> **To do**: Output the part of the listing below that starts with the line containing "Note to the class: point at the blue dump" and runs through the line containing "<point>302,217</point>" as a two-column CSV with the headers text and answer. Give each text and its answer one row, quote every field, and turn line breaks into spaces.

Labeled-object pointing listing
↓

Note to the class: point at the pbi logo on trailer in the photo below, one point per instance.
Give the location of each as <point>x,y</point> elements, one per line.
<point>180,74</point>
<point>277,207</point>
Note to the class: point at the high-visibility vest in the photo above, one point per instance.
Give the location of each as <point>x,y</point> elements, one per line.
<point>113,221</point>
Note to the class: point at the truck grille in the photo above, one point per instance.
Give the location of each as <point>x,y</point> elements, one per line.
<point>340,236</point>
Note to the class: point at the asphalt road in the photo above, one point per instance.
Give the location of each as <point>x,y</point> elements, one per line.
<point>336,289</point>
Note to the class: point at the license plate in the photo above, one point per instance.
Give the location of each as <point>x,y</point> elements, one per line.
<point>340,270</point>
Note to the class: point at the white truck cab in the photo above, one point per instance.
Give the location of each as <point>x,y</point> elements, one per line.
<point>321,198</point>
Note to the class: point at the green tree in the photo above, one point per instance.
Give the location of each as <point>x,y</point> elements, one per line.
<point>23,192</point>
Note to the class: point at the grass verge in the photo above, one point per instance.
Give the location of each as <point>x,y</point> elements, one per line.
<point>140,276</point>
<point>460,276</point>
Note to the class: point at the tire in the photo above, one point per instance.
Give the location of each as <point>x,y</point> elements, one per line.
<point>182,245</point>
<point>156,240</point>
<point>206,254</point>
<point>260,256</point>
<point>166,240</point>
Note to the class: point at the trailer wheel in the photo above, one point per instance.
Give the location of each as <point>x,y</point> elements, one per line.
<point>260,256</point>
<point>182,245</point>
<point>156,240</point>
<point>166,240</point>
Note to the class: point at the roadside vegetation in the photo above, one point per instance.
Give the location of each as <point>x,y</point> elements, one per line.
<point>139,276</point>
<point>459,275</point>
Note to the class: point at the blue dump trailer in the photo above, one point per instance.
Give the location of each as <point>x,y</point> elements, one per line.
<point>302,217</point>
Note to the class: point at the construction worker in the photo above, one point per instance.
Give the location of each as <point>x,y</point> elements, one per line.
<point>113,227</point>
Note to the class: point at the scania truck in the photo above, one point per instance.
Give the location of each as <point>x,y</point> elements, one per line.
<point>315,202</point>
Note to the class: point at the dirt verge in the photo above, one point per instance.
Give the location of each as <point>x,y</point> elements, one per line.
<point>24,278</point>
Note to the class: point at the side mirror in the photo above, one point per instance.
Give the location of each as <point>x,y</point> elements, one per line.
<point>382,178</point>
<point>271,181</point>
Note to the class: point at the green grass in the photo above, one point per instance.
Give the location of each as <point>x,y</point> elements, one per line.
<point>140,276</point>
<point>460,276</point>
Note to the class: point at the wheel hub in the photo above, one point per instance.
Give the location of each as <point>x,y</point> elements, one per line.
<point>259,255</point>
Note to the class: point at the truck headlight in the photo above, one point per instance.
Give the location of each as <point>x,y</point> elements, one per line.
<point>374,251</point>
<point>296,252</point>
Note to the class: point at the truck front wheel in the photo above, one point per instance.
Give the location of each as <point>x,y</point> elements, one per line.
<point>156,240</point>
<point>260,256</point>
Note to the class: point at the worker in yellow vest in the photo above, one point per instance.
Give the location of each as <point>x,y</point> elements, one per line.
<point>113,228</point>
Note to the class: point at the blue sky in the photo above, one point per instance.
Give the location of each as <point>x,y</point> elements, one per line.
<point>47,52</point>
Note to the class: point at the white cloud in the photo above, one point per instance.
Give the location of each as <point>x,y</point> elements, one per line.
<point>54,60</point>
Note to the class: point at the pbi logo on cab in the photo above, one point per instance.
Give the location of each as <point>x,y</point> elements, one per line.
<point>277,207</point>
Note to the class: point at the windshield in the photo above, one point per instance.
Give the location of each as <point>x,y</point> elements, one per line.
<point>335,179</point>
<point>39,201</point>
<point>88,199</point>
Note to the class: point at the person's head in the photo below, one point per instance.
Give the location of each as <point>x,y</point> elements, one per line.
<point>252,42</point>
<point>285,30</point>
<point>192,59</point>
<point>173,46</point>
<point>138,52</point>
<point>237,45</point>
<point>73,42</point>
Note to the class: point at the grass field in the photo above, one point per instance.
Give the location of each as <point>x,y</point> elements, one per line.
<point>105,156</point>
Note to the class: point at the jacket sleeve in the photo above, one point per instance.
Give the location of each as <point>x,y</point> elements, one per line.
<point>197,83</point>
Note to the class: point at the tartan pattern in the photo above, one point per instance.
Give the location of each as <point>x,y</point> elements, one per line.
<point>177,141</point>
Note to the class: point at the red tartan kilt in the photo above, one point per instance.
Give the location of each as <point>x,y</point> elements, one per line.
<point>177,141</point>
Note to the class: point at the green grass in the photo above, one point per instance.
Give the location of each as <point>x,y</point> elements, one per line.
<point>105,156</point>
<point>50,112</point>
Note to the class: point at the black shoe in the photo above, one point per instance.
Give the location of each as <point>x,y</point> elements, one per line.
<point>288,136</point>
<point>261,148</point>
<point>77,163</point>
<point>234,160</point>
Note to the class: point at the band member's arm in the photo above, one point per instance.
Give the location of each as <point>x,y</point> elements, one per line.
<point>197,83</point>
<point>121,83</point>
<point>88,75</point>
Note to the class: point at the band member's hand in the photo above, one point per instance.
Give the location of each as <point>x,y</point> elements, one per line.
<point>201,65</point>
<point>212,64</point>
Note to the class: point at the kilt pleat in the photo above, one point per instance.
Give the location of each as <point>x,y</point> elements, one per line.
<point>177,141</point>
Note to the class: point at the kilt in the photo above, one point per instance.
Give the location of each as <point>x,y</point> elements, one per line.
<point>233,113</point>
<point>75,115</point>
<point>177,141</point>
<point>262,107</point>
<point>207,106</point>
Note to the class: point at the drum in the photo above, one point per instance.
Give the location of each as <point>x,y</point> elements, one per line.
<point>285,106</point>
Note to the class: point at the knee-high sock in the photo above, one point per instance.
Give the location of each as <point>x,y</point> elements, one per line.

↑

> **Complete response**:
text,answer
"Note to the class: point at the blue dump trailer in the photo above, one point per instance. Give the location of each as <point>x,y</point> elements, one per line.","<point>302,217</point>"